Supplied text>
_ _ _ _ _

Leonardo supercomputer will revolutionize the way research is done
A few days ago the Leonardo supercomputer was inaugurated in Bologna: a unique machine of its kind, capable of achieving 240 million billion operations per second (an amount comparable to the activities performed by 8 billion people, working in unison every second for an entire year). Small interesting detail: the supercomputer is cooled by equipment selected by our Unit Selector HYBRID software, and designed with UNILAB COILS!
Of course, this is undoubtedly an extremely ambitious project, but the collaboration between the Ministry of Universities and Research, Cineca (the Italian Interuniversity Consortium) and the European Union has made it possible, thus enabling the Emilia capital to join the nine Italian cities that are members of the EU smart city network.
Record-breaking numbers for Leonardo supercomputer
The immense computational facility that gives life to the Leonardo supercomputer is housed in the northern outskirts of Bologna, inside the former Manifattura Tabacchi. A space of 700 square meters contains 9 different rows, each consisting of 155 raks (large shelves that contain the true heart of the huge calculator).

_ _ _ _ _

Source data>
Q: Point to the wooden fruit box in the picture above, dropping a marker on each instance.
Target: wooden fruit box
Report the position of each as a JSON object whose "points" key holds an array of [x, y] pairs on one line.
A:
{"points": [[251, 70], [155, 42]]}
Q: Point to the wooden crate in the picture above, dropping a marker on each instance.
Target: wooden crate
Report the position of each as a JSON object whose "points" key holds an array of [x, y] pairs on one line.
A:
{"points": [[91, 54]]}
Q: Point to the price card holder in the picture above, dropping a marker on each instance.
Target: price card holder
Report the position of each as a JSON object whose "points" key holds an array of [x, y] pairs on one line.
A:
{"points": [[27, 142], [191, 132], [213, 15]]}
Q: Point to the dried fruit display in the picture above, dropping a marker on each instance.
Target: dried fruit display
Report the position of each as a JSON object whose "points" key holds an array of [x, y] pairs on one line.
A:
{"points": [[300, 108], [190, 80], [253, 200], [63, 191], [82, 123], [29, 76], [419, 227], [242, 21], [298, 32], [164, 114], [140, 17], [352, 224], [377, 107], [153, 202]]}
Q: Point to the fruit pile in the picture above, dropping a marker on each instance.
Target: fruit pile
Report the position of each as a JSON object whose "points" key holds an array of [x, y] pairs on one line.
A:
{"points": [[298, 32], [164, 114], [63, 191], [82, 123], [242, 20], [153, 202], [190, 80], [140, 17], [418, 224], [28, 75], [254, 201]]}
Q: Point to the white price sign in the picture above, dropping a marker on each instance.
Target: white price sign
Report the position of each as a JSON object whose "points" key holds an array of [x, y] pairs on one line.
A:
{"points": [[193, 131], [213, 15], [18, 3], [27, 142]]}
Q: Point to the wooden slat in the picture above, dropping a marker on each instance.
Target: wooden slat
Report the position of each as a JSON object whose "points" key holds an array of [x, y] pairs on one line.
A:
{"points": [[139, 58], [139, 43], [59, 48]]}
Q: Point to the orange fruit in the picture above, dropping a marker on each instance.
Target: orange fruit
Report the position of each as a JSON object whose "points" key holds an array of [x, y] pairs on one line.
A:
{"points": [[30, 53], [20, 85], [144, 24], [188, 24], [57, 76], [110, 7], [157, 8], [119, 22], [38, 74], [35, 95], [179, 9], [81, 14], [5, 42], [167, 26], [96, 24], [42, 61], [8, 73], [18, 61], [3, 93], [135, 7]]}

_ _ _ _ _

Assignment 1>
In the Leonardo supercomputer text:
(a) How many operations per second can Leonardo achieve?
(b) Where is the computing facility housed?
(c) How many rows does the 700-square-meter space contain?
Assignment 2>
Can you reproduce the Leonardo supercomputer text from "Of course, this" to "the huge calculator).", substituting "aisles" for "rows"?

Solution 1>
(a) 240 million billion operations per second.
(b) In the northern outskirts of Bologna, inside the former Manifattura Tabacchi.
(c) 9 rows, each consisting of 155 raks.

Solution 2>
Of course, this is undoubtedly an extremely ambitious project, but the collaboration between the Ministry of Universities and Research, Cineca (the Italian Interuniversity Consortium) and the European Union has made it possible, thus enabling the Emilia capital to join the nine Italian cities that are members of the EU smart city network.
Record-breaking numbers for Leonardo supercomputer
The immense computational facility that gives life to the Leonardo supercomputer is housed in the northern outskirts of Bologna, inside the former Manifattura Tabacchi. A space of 700 square meters contains 9 different aisles, each consisting of 155 raks (large shelves that contain the true heart of the huge calculator).